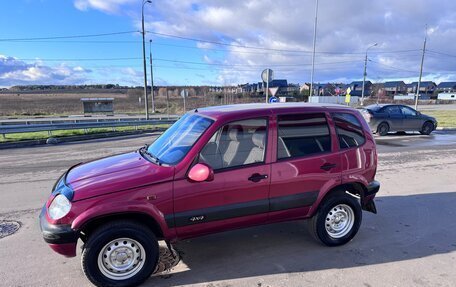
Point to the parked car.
(215, 169)
(386, 118)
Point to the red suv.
(215, 169)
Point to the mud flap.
(370, 206)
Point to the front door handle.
(327, 166)
(256, 177)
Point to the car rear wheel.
(427, 128)
(383, 129)
(337, 220)
(121, 253)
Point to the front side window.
(349, 130)
(302, 135)
(408, 111)
(236, 144)
(176, 142)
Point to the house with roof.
(446, 87)
(426, 87)
(356, 88)
(394, 88)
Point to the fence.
(49, 127)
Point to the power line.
(67, 37)
(392, 67)
(440, 53)
(81, 59)
(271, 49)
(182, 62)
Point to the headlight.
(59, 207)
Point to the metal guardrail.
(56, 120)
(15, 128)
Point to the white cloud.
(16, 72)
(343, 26)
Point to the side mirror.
(201, 172)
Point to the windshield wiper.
(144, 150)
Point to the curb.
(54, 141)
(446, 128)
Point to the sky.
(216, 42)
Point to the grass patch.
(65, 133)
(445, 118)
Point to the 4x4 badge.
(197, 218)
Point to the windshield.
(176, 141)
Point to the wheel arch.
(384, 121)
(137, 217)
(356, 189)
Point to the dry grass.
(445, 118)
(125, 102)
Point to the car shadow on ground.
(405, 228)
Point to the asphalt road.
(410, 242)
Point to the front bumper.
(367, 201)
(61, 238)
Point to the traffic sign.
(347, 96)
(273, 91)
(184, 93)
(267, 75)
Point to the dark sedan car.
(385, 118)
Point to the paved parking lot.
(410, 242)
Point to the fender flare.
(134, 207)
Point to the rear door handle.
(256, 177)
(328, 166)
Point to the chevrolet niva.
(215, 169)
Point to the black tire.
(337, 204)
(383, 129)
(427, 128)
(130, 232)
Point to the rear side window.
(302, 135)
(392, 110)
(349, 130)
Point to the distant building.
(426, 87)
(446, 87)
(395, 88)
(357, 87)
(447, 96)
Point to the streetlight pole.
(421, 72)
(151, 77)
(365, 74)
(313, 54)
(146, 102)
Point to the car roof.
(240, 110)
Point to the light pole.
(146, 102)
(313, 54)
(365, 74)
(151, 77)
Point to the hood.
(115, 173)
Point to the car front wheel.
(337, 220)
(120, 253)
(383, 129)
(427, 128)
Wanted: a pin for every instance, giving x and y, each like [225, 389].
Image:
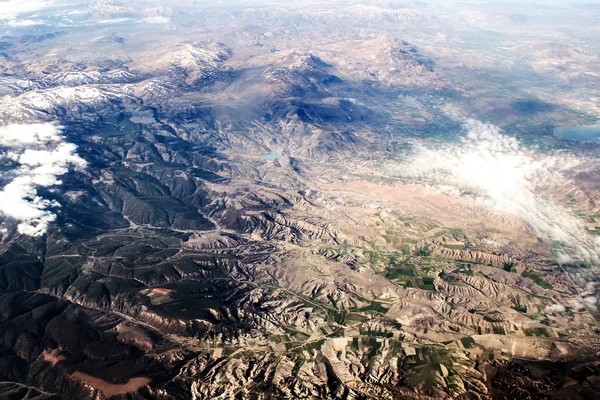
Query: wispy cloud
[500, 173]
[42, 156]
[11, 9]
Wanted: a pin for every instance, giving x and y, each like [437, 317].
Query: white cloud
[11, 9]
[43, 157]
[20, 23]
[502, 174]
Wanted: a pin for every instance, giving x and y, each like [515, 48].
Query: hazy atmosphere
[299, 199]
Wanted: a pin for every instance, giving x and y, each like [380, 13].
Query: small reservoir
[271, 156]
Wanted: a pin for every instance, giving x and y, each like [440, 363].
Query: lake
[589, 133]
[271, 156]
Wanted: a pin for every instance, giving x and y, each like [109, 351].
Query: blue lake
[589, 133]
[272, 156]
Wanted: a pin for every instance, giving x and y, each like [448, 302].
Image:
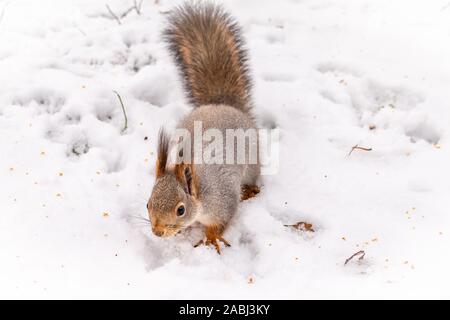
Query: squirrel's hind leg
[213, 234]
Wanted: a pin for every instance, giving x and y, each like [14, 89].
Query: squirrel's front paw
[212, 237]
[214, 242]
[249, 191]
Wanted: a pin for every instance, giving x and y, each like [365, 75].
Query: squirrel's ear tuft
[185, 174]
[163, 152]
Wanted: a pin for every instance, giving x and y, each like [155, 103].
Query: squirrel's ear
[185, 174]
[163, 151]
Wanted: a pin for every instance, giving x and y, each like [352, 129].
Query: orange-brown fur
[207, 47]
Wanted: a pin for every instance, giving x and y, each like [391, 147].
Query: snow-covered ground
[329, 74]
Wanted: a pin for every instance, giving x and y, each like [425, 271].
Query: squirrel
[206, 44]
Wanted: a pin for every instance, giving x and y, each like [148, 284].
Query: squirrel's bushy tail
[208, 49]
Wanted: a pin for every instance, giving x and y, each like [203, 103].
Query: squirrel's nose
[158, 233]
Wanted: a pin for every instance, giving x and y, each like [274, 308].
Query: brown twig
[361, 253]
[123, 109]
[360, 148]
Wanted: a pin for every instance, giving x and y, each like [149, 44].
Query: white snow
[325, 72]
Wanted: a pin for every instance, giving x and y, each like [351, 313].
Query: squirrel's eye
[180, 210]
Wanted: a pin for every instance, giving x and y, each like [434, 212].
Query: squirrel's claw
[214, 242]
[249, 191]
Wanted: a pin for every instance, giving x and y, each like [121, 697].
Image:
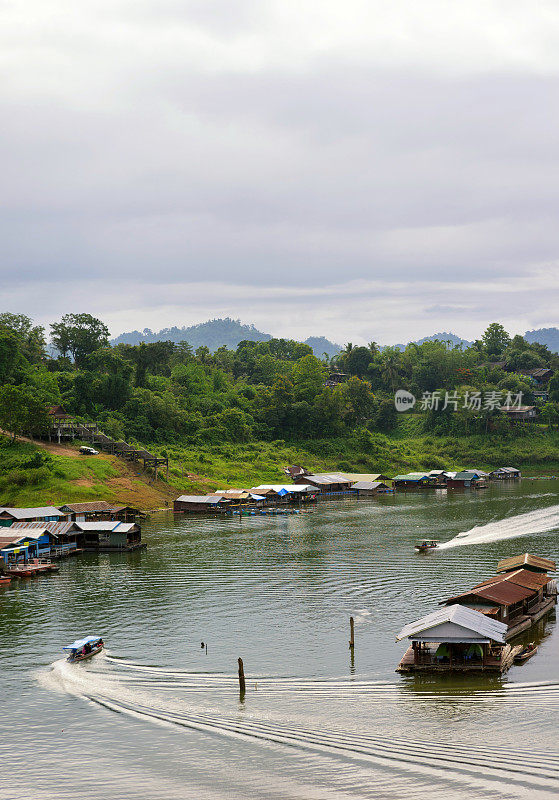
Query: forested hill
[217, 333]
[211, 334]
[547, 336]
[440, 337]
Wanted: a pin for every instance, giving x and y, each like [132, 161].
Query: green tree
[21, 412]
[80, 335]
[495, 340]
[308, 376]
[30, 337]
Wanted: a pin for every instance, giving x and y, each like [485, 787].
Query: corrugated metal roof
[459, 615]
[97, 505]
[28, 513]
[56, 528]
[322, 480]
[299, 488]
[545, 564]
[520, 577]
[99, 525]
[8, 541]
[124, 527]
[200, 498]
[503, 593]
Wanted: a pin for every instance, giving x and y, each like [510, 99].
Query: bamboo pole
[242, 685]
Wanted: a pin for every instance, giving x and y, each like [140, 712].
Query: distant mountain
[216, 333]
[441, 337]
[213, 334]
[321, 345]
[548, 336]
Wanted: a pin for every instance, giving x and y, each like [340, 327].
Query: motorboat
[82, 649]
[529, 651]
[426, 545]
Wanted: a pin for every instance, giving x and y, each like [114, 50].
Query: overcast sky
[355, 169]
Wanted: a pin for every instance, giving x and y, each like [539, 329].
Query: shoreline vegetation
[39, 473]
[234, 418]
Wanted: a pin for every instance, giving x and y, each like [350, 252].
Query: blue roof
[80, 642]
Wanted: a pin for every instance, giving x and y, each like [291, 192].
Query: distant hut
[526, 561]
[369, 488]
[106, 536]
[467, 479]
[505, 474]
[40, 514]
[188, 503]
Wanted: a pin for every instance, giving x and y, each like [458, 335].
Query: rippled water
[158, 717]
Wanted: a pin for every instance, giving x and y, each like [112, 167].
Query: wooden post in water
[242, 687]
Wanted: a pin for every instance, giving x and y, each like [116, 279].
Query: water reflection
[317, 720]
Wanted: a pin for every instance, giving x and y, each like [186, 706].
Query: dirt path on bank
[130, 486]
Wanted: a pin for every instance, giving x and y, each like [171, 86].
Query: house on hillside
[538, 376]
[336, 378]
[520, 413]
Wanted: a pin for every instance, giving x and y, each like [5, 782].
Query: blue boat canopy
[79, 643]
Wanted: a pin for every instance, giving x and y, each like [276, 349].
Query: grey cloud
[163, 171]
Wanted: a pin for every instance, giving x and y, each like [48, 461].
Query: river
[156, 716]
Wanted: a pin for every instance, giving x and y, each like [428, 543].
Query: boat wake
[141, 692]
[544, 520]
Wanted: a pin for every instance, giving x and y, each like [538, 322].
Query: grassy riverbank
[43, 474]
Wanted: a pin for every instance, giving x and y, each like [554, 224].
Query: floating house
[467, 479]
[99, 509]
[455, 638]
[414, 480]
[42, 514]
[505, 474]
[25, 544]
[286, 493]
[369, 488]
[107, 536]
[526, 561]
[516, 596]
[328, 483]
[187, 503]
[65, 535]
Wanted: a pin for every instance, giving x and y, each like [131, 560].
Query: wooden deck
[494, 663]
[29, 570]
[428, 664]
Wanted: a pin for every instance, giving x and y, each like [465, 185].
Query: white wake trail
[543, 520]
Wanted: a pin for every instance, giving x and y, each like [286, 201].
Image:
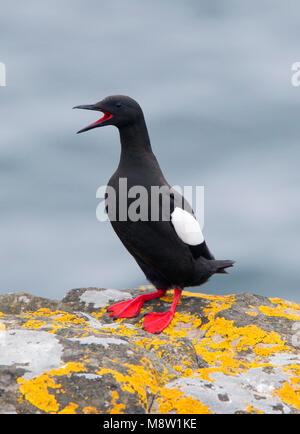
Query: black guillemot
[170, 255]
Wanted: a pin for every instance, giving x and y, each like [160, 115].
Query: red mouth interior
[105, 117]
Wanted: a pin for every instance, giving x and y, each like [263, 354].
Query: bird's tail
[220, 265]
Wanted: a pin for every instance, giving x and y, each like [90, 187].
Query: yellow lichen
[171, 399]
[116, 407]
[36, 391]
[69, 409]
[90, 410]
[284, 309]
[138, 380]
[289, 395]
[33, 324]
[251, 409]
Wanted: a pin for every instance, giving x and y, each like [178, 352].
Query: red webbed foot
[156, 322]
[131, 308]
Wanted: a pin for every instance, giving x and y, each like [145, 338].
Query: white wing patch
[186, 227]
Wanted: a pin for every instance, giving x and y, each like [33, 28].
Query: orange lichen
[138, 379]
[36, 391]
[69, 409]
[34, 324]
[171, 399]
[116, 407]
[251, 409]
[283, 308]
[289, 395]
[90, 410]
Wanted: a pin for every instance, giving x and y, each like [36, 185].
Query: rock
[221, 354]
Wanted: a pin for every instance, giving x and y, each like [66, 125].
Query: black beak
[100, 123]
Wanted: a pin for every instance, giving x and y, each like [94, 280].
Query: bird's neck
[135, 141]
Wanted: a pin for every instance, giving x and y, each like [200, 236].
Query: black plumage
[165, 258]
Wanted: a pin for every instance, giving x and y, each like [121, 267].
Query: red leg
[156, 322]
[131, 308]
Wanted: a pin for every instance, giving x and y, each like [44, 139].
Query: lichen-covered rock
[220, 354]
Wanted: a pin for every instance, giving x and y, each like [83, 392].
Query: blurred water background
[214, 81]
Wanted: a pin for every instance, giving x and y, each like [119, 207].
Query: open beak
[100, 123]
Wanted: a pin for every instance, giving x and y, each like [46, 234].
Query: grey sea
[214, 81]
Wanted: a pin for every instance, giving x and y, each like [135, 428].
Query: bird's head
[118, 110]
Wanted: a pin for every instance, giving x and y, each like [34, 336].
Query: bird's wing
[187, 227]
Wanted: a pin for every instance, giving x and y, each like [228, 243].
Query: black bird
[170, 249]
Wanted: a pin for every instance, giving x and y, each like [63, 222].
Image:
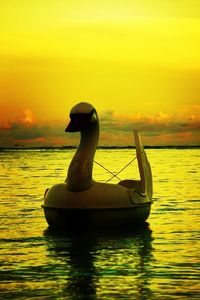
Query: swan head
[81, 115]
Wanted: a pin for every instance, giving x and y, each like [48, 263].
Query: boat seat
[131, 184]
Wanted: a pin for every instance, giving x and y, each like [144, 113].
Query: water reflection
[102, 266]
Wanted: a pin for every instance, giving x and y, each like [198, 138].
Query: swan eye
[94, 117]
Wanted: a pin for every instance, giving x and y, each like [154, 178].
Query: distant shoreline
[101, 147]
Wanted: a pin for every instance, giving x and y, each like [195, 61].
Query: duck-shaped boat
[82, 201]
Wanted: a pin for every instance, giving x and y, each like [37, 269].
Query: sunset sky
[137, 62]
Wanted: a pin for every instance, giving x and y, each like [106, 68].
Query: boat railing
[113, 174]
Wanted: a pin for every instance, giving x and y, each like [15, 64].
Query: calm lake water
[159, 261]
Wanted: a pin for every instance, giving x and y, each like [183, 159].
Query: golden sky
[137, 62]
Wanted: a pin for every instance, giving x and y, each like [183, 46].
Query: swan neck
[81, 167]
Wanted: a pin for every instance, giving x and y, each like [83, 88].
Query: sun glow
[131, 57]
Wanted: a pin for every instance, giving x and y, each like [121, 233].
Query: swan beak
[77, 125]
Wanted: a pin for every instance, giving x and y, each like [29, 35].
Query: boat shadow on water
[103, 264]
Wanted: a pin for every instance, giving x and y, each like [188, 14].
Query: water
[159, 261]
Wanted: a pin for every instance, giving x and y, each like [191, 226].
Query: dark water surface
[161, 260]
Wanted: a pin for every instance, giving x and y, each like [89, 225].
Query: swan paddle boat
[81, 201]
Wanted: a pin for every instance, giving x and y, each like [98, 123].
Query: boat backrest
[144, 167]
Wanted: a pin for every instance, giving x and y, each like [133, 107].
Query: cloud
[115, 130]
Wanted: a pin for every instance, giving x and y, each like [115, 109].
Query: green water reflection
[96, 266]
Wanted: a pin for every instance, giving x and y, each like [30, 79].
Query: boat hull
[96, 218]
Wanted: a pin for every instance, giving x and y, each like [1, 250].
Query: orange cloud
[116, 130]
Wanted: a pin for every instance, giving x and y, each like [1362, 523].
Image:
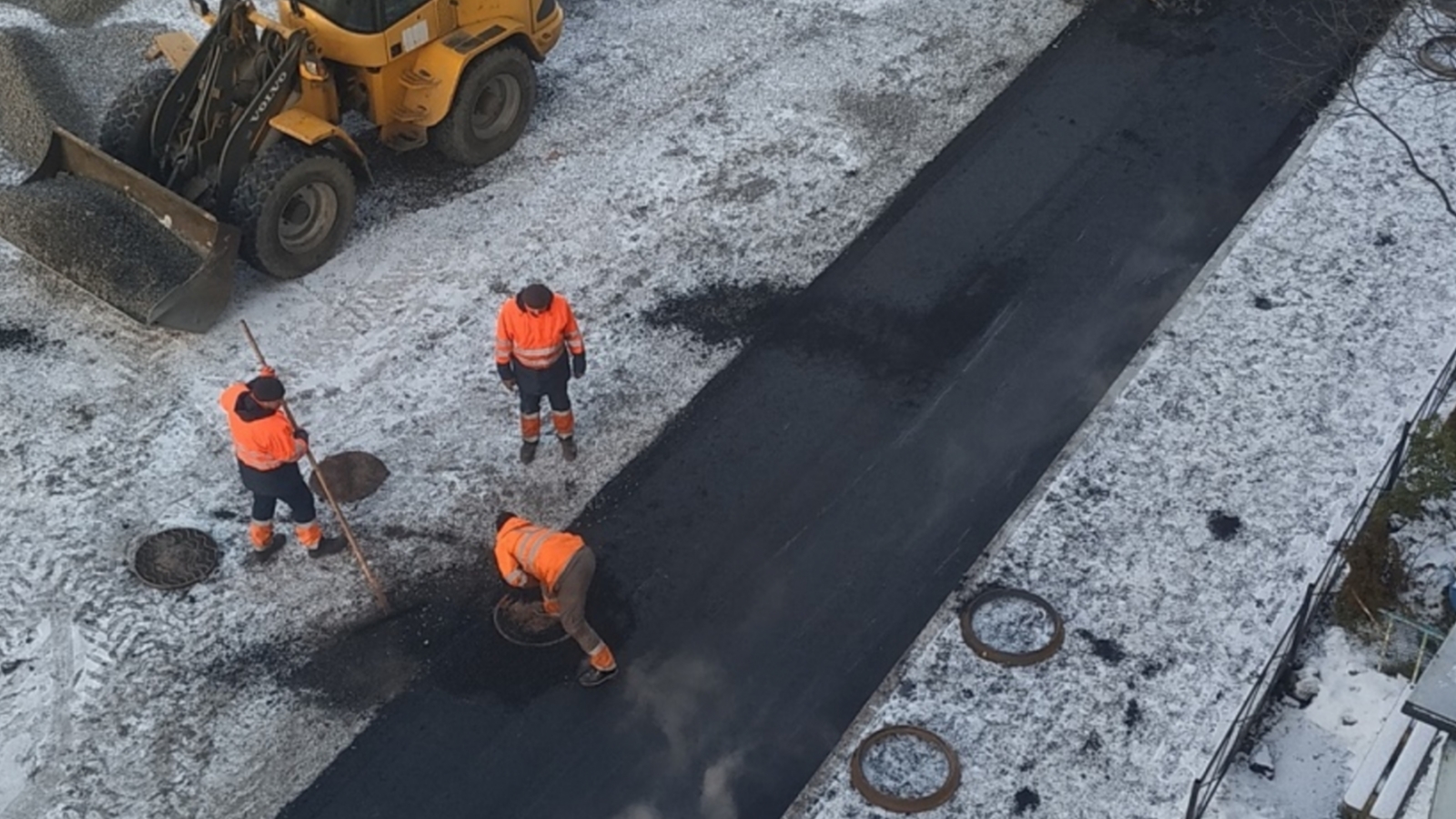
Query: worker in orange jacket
[533, 334]
[562, 564]
[268, 448]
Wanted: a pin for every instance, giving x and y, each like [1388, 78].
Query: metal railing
[1317, 593]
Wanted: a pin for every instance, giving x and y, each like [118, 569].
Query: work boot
[267, 551]
[328, 547]
[594, 676]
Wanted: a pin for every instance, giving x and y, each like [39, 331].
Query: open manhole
[351, 475]
[174, 559]
[1012, 627]
[905, 768]
[526, 622]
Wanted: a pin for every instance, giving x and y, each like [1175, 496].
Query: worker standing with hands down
[268, 448]
[562, 564]
[533, 334]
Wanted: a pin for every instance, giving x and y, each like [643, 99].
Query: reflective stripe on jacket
[261, 442]
[536, 341]
[535, 550]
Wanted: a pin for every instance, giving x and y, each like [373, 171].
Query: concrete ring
[895, 804]
[1011, 658]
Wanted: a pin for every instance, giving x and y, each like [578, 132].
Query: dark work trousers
[551, 383]
[281, 484]
[571, 593]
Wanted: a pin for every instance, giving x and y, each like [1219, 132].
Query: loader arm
[213, 116]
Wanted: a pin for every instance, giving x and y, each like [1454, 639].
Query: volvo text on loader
[237, 143]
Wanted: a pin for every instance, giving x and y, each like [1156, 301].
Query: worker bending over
[562, 564]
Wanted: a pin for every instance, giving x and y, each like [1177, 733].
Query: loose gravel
[72, 12]
[31, 101]
[98, 239]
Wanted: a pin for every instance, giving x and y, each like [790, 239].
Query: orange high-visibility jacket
[536, 341]
[262, 443]
[542, 552]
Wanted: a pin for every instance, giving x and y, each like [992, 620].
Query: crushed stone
[31, 101]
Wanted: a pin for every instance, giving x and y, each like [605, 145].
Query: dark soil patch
[21, 339]
[351, 475]
[1110, 651]
[1223, 526]
[524, 622]
[1133, 714]
[721, 312]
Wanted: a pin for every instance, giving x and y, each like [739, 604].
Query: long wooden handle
[328, 493]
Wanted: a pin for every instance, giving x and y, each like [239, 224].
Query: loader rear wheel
[126, 128]
[295, 206]
[491, 108]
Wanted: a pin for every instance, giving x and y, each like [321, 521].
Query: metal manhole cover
[524, 622]
[1012, 627]
[174, 559]
[866, 751]
[351, 475]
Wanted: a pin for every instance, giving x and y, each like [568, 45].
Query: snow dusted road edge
[677, 145]
[1273, 394]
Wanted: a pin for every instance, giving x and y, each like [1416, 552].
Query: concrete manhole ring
[1002, 656]
[174, 559]
[900, 804]
[526, 624]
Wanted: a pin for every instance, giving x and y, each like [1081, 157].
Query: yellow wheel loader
[235, 143]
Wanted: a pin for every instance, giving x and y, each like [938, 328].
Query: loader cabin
[398, 26]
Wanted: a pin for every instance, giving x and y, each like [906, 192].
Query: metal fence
[1317, 593]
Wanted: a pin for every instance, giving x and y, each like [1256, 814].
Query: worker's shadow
[480, 663]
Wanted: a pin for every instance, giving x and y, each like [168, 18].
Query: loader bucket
[121, 237]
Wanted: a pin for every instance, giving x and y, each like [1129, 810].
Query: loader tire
[492, 104]
[126, 128]
[295, 206]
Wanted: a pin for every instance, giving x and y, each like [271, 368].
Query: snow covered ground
[679, 145]
[1273, 394]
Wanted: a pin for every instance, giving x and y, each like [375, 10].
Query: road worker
[533, 334]
[562, 564]
[268, 448]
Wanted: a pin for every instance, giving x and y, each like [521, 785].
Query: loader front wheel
[126, 128]
[295, 206]
[491, 108]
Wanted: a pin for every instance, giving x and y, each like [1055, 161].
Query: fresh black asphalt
[772, 555]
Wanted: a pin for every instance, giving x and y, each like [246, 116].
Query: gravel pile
[70, 12]
[31, 98]
[98, 239]
[99, 63]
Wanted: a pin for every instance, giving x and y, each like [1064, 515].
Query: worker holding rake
[268, 448]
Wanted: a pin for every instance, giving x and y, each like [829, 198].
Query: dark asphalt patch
[723, 312]
[21, 339]
[1223, 526]
[1110, 651]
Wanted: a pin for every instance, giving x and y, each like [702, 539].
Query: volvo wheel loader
[235, 145]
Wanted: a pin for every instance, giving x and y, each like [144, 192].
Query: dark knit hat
[535, 296]
[266, 388]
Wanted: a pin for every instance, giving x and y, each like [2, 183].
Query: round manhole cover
[351, 475]
[1012, 627]
[175, 559]
[905, 768]
[524, 622]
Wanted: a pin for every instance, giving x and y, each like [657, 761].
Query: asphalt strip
[771, 557]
########
Above are some records; extract exactly the lines from the one containing "Query: river" through the one containing "like [90, 187]." and drop the pictures.

[TASK RESPONSE]:
Query: river
[156, 716]
Wanted: a pin for every instance, giving x and y, each like [428, 543].
Query: boat wake
[141, 692]
[544, 520]
Wanted: a pin for every instance, giving x and y, each like [538, 322].
Query: grassy riverbank
[43, 474]
Wanted: a pin for every instance, giving x and y, each like [554, 224].
Query: floating house
[467, 479]
[99, 509]
[455, 638]
[414, 480]
[42, 514]
[505, 474]
[25, 544]
[286, 493]
[369, 488]
[107, 536]
[526, 561]
[516, 596]
[328, 483]
[187, 503]
[65, 535]
Wanted: a pin for every instance, giving x and y, each like [131, 560].
Query: wooden deck
[494, 663]
[29, 570]
[428, 664]
Wanted: a pin for every instance, giving x and y, each like [465, 185].
Query: white wake trail
[543, 520]
Wanted: a pin for every instance, giving x and y, each like [286, 201].
Image:
Query: black guillemot
[170, 255]
Wanted: a pin for every instance, giving x and y, each like [160, 115].
Query: red mouth interior
[105, 117]
Wanted: a pin for every instance, giving x and y, each like [263, 354].
Query: bird's tail
[220, 265]
Wanted: a pin for every instance, giving x and y, each like [90, 187].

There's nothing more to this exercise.